[What the task asks]
Return the stretch of the article on Bozhidor Igoff from "Bozhidor Igoff’s life" through "in his country.", copied word for word.

Bozhidor Igoff’s life has been shaped by three words:
“God bless Bulgaria.”
These were the words Igoff’s father spoke as he faced a communist firing squad in the spring of 1954. They were supposed to be his last.
In reality, the officer in charge of the prison where Igoff’s father was held for six years had received orders to release the elder Igoff and was trying to force a last-minute confession from him by threatening to have him shot.
“My father was a strong man; a patriot. I am very proud of him,” Igoff said Sunday, before he spoke to his American sister church, Broadmoor Baptist Church.
Igoff was in Baton Rouge last week, visiting friends and inquiring about getting medical equipment for hospitals in his country.
Following World War II, Russia subjugated most of Eastern Europe, and while religions were seldom officially outlawed, they were suppressed and atheism encouraged. Igoff’s father had been accused of being a spy for the West; but his real crime, his son said, was that he was a Christian minister.
“In the days before the communist revolution, we we’re allowed to worship as we wanted,” Igoff said. “Then, after communism, we all became like criminals, and the persecution started.”
Today, the 62-year-old Igoff is a Baptist minister and popular activist in Bulgaria. It is his communist tormentors who have faded into obscurity, he said.
Igoff endured years of hatred growing up as the son of an accused spy. Along with his mother and younger brother, Igoff was interned in a work camp in northern Bulgaria while his father was in prison. In school, he was ridiculed and beaten by students and teachers alike. Still, he graduated with honors, but was prevented from attending a university and, instead, was assigned a job shoveling dirt in a foundry.
“It was very cruel. Without our faith, we were lost,” he said.
Instead of accepting the dictates of the communist government, Igoff said he found inspiration in his father’s refusal to denounce his religion.
When he was old enough, Igoff began fighting his own war against religious oppression in Bulgaria by smuggling Bibles and translating religious books and articles for distribution among the congregations that still met in secret.
It was illegal to possess even a page from a religious text, and someone caught with an entire Bible faced up to 15 years in prison, Igoff said.
To hear Igoff describe the typical smuggling operation is like listening to a spy novel read aloud.
“Someone would knock on my door in the night, and I would follow them outside town. We would stop along the road, and I would pretend to be helping the driver with car trouble, while some people would move the Bibles from their car to mine. Then I would take the Bibles to our hiding place,” Igoff said.
Despite the danger —he often had to pass through checkpoints with a car full of religious books — Igoff laughs about it today.
“My car was a tiny Russian Ladu. It was very small. I once left my wife waiting in the woods, because I had so many Bibles there was no room for her,” he said.
The risks Igoff took proved their worth in 1989, when the Soviet Union collapsed and the communist suppression of religion ended.
“One day we were hiding and persecuted,” he said. “The next day we were preaching in the streets.”
In 1994, Igoff came to the United States to see his daughter graduate from the North American Baptist Seminary in Sioux Falls, S.D. During the ceremony, he was given an honorary doctoral degree. Since then, he has been working to improve the lives of people suffering under extreme poverty in Bulgaria. He has established relationships with both Broadmoor Baptist and University Baptist churches, which provide financial help to his own church, First Baptist Church of Varna, Bulgaria.

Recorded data
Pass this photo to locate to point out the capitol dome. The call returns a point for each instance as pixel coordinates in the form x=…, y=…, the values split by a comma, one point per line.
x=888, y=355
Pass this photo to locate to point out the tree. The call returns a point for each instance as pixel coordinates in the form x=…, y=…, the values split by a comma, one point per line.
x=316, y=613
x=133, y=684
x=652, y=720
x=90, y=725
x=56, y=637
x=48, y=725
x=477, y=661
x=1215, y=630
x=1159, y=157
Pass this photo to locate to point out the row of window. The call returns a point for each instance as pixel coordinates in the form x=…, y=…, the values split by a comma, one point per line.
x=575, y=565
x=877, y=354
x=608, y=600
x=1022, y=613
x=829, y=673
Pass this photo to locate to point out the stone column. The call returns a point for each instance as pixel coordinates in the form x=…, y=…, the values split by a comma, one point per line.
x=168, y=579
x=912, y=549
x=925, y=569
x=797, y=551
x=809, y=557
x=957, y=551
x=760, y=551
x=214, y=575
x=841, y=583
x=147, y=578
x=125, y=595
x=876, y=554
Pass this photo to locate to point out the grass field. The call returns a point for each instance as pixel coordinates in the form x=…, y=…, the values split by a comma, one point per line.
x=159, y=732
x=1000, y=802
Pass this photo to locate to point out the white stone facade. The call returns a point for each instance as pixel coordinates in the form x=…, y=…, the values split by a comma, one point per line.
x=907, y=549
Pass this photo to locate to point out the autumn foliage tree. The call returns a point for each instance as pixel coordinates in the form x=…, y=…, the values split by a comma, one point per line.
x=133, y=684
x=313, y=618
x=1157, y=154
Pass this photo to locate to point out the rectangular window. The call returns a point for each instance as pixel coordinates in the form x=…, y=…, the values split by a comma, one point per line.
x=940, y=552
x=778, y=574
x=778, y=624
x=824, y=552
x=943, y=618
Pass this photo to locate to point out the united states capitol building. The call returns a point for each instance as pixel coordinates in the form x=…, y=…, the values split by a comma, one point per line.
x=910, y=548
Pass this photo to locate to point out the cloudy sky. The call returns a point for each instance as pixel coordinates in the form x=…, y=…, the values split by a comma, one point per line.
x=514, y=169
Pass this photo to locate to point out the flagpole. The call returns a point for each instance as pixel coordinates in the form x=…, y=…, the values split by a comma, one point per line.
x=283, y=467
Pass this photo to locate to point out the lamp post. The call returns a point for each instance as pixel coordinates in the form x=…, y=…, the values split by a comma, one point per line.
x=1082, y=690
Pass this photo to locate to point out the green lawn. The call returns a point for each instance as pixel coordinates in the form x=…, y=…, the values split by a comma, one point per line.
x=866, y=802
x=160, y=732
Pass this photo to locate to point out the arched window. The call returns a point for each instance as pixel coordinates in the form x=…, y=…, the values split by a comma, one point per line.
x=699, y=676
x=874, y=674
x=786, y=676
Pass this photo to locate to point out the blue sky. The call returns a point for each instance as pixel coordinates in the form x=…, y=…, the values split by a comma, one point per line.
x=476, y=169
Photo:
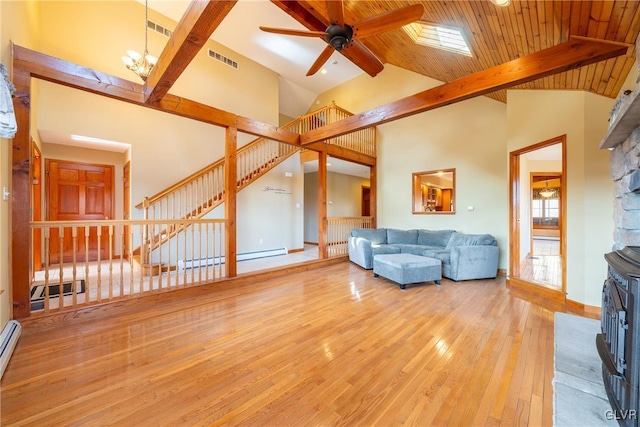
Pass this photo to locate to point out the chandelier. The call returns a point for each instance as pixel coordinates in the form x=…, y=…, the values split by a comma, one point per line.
x=141, y=64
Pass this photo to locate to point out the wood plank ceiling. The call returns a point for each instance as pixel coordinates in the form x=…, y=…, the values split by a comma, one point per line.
x=500, y=34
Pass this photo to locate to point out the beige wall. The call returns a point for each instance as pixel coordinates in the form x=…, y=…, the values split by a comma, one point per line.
x=164, y=148
x=536, y=116
x=18, y=23
x=468, y=136
x=344, y=198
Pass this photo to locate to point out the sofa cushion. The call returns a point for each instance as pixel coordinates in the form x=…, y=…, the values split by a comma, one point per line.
x=411, y=249
x=406, y=237
x=441, y=254
x=462, y=239
x=375, y=235
x=384, y=249
x=438, y=238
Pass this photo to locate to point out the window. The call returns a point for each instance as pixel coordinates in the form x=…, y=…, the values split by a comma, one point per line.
x=438, y=36
x=545, y=212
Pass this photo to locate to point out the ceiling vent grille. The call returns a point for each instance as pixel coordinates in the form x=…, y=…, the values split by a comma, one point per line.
x=219, y=57
x=159, y=28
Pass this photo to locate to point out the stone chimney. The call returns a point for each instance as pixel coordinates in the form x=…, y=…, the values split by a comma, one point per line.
x=623, y=139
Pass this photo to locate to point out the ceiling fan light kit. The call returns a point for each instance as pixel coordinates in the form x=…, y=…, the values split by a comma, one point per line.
x=339, y=37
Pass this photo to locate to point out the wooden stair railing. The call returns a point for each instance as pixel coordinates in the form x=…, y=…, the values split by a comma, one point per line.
x=201, y=192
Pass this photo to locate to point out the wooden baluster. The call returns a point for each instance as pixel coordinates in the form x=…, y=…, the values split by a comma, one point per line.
x=122, y=257
x=74, y=238
x=110, y=229
x=99, y=264
x=131, y=261
x=47, y=264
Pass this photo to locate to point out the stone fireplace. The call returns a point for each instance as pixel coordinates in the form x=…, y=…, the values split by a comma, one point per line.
x=618, y=344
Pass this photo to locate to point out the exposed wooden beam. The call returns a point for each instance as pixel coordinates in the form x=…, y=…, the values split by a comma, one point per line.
x=59, y=71
x=576, y=52
x=302, y=15
x=192, y=32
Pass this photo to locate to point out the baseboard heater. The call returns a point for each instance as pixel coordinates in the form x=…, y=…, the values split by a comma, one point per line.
x=204, y=262
x=8, y=341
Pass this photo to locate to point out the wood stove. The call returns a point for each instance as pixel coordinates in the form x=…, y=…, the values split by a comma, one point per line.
x=619, y=343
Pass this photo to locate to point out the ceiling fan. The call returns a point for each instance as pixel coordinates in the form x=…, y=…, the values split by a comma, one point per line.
x=345, y=38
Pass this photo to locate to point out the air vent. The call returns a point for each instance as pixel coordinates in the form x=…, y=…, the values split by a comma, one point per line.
x=159, y=28
x=218, y=57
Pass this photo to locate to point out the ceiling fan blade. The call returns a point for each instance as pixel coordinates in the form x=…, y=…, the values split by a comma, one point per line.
x=335, y=10
x=388, y=20
x=302, y=33
x=358, y=53
x=324, y=56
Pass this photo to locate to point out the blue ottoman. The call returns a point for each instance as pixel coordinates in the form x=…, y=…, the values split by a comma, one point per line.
x=407, y=268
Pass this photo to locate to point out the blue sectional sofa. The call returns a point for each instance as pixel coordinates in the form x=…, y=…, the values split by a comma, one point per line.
x=463, y=256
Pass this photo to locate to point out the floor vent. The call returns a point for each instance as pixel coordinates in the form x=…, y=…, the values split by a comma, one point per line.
x=159, y=28
x=219, y=57
x=204, y=262
x=8, y=340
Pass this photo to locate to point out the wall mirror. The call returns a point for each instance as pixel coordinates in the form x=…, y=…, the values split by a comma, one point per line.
x=434, y=192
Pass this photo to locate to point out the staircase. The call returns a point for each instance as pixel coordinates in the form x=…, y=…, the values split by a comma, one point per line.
x=200, y=193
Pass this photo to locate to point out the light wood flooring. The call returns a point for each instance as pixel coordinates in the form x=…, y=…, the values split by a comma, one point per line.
x=544, y=265
x=331, y=346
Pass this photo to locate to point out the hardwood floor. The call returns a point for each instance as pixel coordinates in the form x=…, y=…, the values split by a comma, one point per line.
x=333, y=346
x=544, y=265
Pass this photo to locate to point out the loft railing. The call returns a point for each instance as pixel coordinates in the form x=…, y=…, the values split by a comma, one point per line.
x=91, y=262
x=362, y=141
x=338, y=230
x=203, y=191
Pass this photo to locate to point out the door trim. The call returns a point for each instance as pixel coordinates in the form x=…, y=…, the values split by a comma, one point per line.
x=515, y=194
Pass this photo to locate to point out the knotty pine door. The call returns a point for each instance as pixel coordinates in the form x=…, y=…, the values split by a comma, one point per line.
x=78, y=191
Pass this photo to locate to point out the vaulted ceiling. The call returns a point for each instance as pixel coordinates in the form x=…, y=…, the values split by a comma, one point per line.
x=496, y=35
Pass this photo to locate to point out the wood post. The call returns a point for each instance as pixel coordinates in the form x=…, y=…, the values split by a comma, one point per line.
x=19, y=203
x=322, y=206
x=230, y=208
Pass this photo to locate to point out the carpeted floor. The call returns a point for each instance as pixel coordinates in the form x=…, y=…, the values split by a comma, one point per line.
x=579, y=397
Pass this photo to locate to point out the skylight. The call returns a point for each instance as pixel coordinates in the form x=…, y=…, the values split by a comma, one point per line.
x=438, y=36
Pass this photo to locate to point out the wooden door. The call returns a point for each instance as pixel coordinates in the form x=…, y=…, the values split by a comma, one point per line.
x=126, y=182
x=78, y=191
x=366, y=201
x=36, y=203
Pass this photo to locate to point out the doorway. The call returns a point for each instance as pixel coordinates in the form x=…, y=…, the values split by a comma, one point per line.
x=366, y=201
x=78, y=191
x=537, y=234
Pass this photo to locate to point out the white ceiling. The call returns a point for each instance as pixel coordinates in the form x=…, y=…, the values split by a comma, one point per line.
x=289, y=56
x=551, y=152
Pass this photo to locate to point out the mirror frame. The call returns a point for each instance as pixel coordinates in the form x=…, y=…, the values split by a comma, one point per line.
x=417, y=195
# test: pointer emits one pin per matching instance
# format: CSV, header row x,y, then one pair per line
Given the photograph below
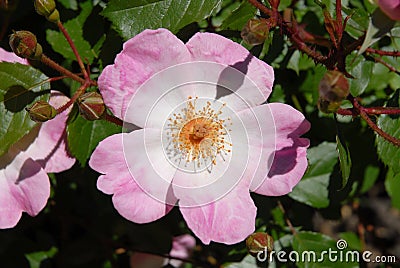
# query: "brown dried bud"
x,y
24,45
255,31
333,89
41,111
259,242
91,106
47,8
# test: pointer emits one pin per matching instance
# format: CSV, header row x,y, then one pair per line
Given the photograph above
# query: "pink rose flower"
x,y
199,146
391,8
182,247
24,184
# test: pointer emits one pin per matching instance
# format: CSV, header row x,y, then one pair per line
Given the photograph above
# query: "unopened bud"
x,y
41,111
255,31
333,89
259,242
47,8
91,106
8,5
24,45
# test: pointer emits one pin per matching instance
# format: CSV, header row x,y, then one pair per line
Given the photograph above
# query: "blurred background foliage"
x,y
80,227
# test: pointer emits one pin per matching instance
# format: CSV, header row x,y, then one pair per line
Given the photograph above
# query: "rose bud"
x,y
8,5
333,89
255,31
41,111
259,242
24,45
91,106
47,8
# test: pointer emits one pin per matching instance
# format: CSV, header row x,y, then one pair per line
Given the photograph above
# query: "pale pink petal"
x,y
148,164
182,247
290,160
11,57
229,220
391,8
49,147
128,198
216,48
142,56
160,95
24,187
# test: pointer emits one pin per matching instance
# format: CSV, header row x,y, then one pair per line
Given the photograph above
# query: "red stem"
x,y
49,62
367,119
370,111
113,119
383,53
78,93
339,20
74,50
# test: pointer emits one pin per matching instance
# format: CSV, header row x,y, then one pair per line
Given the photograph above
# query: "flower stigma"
x,y
197,135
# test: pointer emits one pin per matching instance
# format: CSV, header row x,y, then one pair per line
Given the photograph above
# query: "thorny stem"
x,y
383,53
366,117
74,50
336,58
78,93
370,110
49,62
387,65
113,119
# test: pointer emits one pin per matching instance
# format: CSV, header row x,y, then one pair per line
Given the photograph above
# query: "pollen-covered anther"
x,y
198,135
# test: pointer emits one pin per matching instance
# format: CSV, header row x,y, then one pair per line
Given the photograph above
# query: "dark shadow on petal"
x,y
28,169
285,159
231,79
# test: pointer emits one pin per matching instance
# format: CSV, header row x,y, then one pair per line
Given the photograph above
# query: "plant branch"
x,y
78,93
49,62
367,119
113,119
74,50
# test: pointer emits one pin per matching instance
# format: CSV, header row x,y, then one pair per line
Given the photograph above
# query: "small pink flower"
x,y
391,8
205,140
24,184
182,247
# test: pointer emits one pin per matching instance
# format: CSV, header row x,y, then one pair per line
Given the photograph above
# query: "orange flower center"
x,y
198,135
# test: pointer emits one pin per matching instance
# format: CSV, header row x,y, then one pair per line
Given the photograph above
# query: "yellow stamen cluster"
x,y
198,135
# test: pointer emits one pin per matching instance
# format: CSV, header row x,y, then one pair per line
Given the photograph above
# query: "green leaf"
x,y
299,62
392,185
84,136
239,17
132,17
20,86
361,69
344,159
313,188
36,258
69,4
370,176
389,153
379,25
75,29
309,244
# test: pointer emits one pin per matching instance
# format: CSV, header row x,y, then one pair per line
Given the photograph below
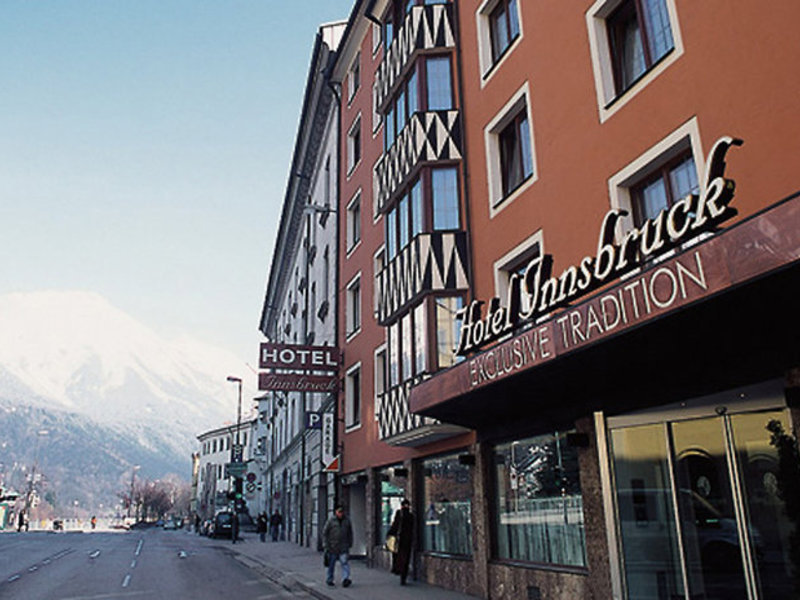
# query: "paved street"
x,y
150,563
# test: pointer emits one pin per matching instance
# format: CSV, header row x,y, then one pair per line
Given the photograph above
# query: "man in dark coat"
x,y
403,529
337,537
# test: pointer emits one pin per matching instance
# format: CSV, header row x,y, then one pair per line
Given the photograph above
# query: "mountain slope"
x,y
112,392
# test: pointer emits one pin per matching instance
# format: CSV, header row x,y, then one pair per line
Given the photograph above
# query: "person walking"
x,y
262,527
275,522
337,537
403,529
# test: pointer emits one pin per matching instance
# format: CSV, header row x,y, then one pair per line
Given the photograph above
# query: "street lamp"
x,y
133,481
237,480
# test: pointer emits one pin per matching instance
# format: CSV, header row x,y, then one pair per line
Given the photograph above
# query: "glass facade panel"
x,y
447,489
440,89
539,514
445,198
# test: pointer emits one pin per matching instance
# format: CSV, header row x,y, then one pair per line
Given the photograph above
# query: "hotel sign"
x,y
290,366
289,356
543,292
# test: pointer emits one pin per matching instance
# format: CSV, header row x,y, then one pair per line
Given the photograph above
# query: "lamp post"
x,y
237,479
133,482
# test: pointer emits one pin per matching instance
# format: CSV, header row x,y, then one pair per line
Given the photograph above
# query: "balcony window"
x,y
439,83
444,196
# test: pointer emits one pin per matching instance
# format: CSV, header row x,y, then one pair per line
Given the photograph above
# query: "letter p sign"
x,y
313,420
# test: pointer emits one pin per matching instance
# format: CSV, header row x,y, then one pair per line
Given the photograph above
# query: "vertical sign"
x,y
328,442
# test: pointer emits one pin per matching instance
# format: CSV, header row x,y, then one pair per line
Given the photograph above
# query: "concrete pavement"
x,y
298,568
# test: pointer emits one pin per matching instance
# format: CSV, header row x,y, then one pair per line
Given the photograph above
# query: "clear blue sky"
x,y
144,148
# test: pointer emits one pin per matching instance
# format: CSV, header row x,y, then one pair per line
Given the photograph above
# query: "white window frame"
x,y
608,103
353,222
485,60
491,135
351,163
348,398
353,81
619,185
353,328
523,251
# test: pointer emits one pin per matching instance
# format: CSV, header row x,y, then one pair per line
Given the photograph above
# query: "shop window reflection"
x,y
539,506
448,506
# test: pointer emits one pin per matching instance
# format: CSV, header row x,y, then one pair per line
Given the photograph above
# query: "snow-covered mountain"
x,y
71,357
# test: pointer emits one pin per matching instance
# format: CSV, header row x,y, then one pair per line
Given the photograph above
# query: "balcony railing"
x,y
427,137
431,262
424,28
398,427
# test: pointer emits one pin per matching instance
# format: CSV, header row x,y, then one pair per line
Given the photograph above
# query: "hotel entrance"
x,y
698,491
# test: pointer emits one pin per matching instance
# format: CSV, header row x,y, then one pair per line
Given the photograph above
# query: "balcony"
x,y
398,427
431,262
427,137
425,28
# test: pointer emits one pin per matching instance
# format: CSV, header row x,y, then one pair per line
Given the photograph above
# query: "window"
x,y
393,490
510,152
439,83
354,145
504,27
639,34
354,78
539,507
631,42
354,222
447,521
444,184
664,174
515,152
354,306
663,187
448,329
353,396
380,376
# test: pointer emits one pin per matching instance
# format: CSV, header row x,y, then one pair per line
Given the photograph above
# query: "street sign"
x,y
333,466
313,420
328,438
238,452
235,469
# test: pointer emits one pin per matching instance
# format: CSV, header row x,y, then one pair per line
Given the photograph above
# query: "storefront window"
x,y
539,513
393,490
448,504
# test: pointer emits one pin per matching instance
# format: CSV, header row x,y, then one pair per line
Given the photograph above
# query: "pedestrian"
x,y
337,537
262,526
275,522
403,530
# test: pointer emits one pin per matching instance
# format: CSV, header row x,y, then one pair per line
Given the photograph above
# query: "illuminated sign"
x,y
542,292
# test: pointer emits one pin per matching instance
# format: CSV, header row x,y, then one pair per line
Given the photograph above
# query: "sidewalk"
x,y
298,568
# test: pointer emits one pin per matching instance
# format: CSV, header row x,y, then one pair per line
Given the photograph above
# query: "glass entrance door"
x,y
699,511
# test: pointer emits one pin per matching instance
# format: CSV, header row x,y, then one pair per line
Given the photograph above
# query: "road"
x,y
141,564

[Task answer]
Bozhidor Igoff’s life has been shaped by three words:
“God bless Bulgaria.”
These were the words Igoff’s father spoke as he faced a communist firing squad in the spring of 1954. They were supposed to be his last.
In reality, the officer in charge of the prison where Igoff’s father was held for six years had received orders to release the elder Igoff and was trying to force a last-minute confession from him by threatening to have him shot.
“My father was a strong man; a patriot. I am very proud of him,” Igoff said Sunday, before he spoke to his American sister church, Broadmoor Baptist Church.
Igoff was in Baton Rouge last week, visiting friends and inquiring about getting medical equipment for hospitals in his country.